• _Study questions_
1: Quote the Arabian Business Forum report word for word, everything from "Saidi began his" down to "doing much better.".
2: Pick up the Arabian Business Forum report where it stops and keep writing it.

• _Selected text_
=-=-=-=-=

Booms, busts, subsidies and the ‘youth bulge’; the 8th Arabian Business Forum, held last week in Dubai, discussed some of the major issues currently facing the Gulf economies. Chaired by ITP chairman and BBC television presenter Andrew Neil, the forum invited a series of keynote speakers and panelists to give their opinions on the most pressing concerns of the day.
And when it comes to the Gulf economies, there aren't many more prominent experts than Dr Nasser Saidi. He is the founder and president of Nasser Saidi & Associates, and is the vice-chairman of crowdfunding start-up Eureeca. In a long and varied career, he has also served as chief economist of the DIFC, and as a minister covering both the economy and trade and finance portfolios in his native Lebanon. Saidi is also a member of the IMF's Regional Advisory Group for MENA, among several other positions.
Saidi began his speech with a wide appreciation of the regional economy, pointing out that receipts from oil exports won't help the region in 2013 as much as they did last year, as prices plateau and even dip, and as non-Gulf exporters build up production. But the non-oil sector - a major policy platform for GCC governments - are doing much better.
"Overall, you can expect growth in the GCC to be 3.6-3.8 percent in 2013," he said, pointing out that this is significantly better than the more established economies. That growth will be even higher in the UAE, and especially in Dubai. Saidi added that key sectors such as hospitality, tourism and trade make up more than 40 percent of the Dubai economy, and that will grow further as Dubai continues to turn itself into an aerotropolis.

=-=-=-=-=

(Point-per-instance localization data)
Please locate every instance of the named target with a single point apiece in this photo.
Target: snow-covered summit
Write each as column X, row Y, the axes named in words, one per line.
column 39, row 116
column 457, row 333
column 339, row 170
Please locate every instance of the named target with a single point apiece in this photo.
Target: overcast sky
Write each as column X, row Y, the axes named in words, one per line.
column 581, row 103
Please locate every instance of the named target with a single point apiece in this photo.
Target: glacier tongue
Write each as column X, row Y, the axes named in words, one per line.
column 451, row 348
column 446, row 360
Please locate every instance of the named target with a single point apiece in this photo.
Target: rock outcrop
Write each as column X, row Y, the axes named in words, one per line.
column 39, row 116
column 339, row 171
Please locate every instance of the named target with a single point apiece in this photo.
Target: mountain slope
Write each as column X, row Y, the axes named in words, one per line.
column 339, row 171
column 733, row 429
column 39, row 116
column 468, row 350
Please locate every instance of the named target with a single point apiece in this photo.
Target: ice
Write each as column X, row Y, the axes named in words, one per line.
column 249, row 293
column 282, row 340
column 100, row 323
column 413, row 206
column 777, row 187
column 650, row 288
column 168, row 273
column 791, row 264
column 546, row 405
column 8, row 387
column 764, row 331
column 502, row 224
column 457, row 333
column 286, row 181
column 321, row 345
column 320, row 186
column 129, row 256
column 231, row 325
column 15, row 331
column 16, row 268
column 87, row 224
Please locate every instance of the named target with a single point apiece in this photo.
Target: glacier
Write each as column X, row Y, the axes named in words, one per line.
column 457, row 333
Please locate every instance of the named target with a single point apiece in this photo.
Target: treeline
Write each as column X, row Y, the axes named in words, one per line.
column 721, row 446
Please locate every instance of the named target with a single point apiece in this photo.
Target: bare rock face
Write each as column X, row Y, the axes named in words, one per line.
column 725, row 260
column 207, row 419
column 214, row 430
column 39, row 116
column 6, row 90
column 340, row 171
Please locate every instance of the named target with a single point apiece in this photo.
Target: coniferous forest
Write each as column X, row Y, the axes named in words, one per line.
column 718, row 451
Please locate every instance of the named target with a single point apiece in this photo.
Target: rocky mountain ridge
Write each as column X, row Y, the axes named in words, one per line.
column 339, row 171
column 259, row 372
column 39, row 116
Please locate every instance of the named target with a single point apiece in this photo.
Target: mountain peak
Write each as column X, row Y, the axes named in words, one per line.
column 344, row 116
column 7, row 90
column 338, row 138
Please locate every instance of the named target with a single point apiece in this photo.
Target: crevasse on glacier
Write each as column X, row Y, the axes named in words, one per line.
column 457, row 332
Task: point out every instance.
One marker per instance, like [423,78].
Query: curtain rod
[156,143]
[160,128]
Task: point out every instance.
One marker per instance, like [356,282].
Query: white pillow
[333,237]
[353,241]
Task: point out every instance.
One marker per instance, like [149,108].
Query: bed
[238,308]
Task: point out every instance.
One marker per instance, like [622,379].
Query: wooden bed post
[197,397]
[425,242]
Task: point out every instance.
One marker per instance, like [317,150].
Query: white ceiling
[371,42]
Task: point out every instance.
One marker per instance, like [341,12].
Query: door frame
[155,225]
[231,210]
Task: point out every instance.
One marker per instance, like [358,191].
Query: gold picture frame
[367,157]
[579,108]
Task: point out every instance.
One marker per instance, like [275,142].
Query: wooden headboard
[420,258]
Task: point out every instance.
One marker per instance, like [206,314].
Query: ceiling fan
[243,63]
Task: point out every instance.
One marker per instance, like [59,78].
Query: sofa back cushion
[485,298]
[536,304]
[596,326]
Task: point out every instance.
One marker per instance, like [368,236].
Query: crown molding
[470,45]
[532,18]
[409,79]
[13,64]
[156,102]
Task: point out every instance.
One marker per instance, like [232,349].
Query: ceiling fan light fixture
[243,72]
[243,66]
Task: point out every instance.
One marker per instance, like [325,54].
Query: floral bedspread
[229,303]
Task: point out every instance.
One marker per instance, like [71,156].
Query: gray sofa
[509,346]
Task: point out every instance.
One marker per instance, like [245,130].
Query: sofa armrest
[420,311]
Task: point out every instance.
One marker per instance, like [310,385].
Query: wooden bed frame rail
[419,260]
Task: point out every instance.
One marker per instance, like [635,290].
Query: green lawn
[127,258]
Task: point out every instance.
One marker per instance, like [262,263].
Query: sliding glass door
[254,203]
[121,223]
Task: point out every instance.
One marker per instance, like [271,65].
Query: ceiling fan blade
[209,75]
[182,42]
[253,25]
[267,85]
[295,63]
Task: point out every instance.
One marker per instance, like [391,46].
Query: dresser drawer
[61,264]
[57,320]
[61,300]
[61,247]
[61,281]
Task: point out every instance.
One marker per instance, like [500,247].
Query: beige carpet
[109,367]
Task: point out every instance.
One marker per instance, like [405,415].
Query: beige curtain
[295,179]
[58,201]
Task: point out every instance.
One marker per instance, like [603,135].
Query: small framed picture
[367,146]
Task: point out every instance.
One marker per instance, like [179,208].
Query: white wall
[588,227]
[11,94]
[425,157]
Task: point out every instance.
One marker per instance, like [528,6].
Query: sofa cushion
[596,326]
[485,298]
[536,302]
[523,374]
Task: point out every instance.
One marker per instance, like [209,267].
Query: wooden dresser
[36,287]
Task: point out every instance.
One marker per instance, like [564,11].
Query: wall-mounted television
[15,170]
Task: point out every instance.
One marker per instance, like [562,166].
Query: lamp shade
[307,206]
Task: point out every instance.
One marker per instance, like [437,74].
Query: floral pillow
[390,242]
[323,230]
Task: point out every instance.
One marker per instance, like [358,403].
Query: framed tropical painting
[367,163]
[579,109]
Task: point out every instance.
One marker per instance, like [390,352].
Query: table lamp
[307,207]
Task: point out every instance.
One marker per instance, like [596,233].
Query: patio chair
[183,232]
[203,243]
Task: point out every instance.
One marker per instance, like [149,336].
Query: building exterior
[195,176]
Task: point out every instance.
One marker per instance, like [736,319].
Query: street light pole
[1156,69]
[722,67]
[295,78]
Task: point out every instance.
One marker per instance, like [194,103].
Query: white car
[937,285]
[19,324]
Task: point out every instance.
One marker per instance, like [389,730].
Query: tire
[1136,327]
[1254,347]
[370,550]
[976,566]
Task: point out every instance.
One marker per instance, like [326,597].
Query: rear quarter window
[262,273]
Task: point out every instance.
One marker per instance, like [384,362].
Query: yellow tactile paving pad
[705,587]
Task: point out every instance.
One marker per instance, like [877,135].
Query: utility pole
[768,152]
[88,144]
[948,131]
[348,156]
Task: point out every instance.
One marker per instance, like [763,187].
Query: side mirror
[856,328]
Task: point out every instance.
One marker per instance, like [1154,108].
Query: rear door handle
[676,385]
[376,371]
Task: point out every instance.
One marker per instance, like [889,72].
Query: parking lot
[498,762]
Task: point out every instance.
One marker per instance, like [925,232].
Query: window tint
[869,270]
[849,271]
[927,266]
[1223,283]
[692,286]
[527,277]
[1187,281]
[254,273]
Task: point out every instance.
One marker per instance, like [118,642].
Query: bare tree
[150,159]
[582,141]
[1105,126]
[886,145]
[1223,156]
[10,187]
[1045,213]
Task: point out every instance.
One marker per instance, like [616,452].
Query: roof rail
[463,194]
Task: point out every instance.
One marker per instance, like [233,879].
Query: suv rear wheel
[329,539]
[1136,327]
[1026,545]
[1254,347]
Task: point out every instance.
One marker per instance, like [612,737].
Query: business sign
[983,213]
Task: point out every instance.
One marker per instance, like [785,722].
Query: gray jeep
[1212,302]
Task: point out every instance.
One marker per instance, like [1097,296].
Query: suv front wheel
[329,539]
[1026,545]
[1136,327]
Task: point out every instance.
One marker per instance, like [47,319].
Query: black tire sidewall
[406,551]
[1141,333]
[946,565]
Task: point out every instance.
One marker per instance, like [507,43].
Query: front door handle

=-=-=-=-=

• _Answers to the problems_
1:
Saidi began his speech with a wide appreciation of the regional economy, pointing out that receipts from oil exports won't help the region in 2013 as much as they did last year, as prices plateau and even dip, and as non-Gulf exporters build up production. But the non-oil sector - a major policy platform for GCC governments - are doing much better.

2:
Saidi, who coined the phrase 'Arab firestorm countries’ - rather than the Arab Spring or 'transition' countries - said that the states most affected by revolutions would take years to recover. "When the forest is very dry and the leaves have fallen, the fire can transmit itself anywhere," he said. "You can expect four to five years before foreign direct investment coming back to any of those countries."
Given the huge unemployment figures in the MENA region, and the growing number of young people out of work, this was a fairly grim assessment. In Saudi Arabia, 40 percent of male graduates are out of work; this figure rises to 60 percent for female graduates.
The economist argued that high unemployment puts more of a focus on the SME sector, a key part of any country's economy. It also means that states will have to stop focusing on employing nationals in the public sector. Saidi explained that some steps are being taken, especially in the UAE and Saudi Arabia, to eliminate capital barriers that obstruct the process of setting up companies. In addition, governments are also playing their part by encouraging banks to give out more loans.
However, Saidi argued that this policy gives banks mixed messages; lenders have to conform to Basel III, which tends to restrict lending to small companies. In addition, banks pay the same in terms of risk analysis to approve small loans as they do for loans for much larger companies, making smaller loans uneconomic. In addition, credit bureaus are not fully in place yet. "Loan guarantees play an important role, and you need a law that provides incentives for SMEs," Saidi said.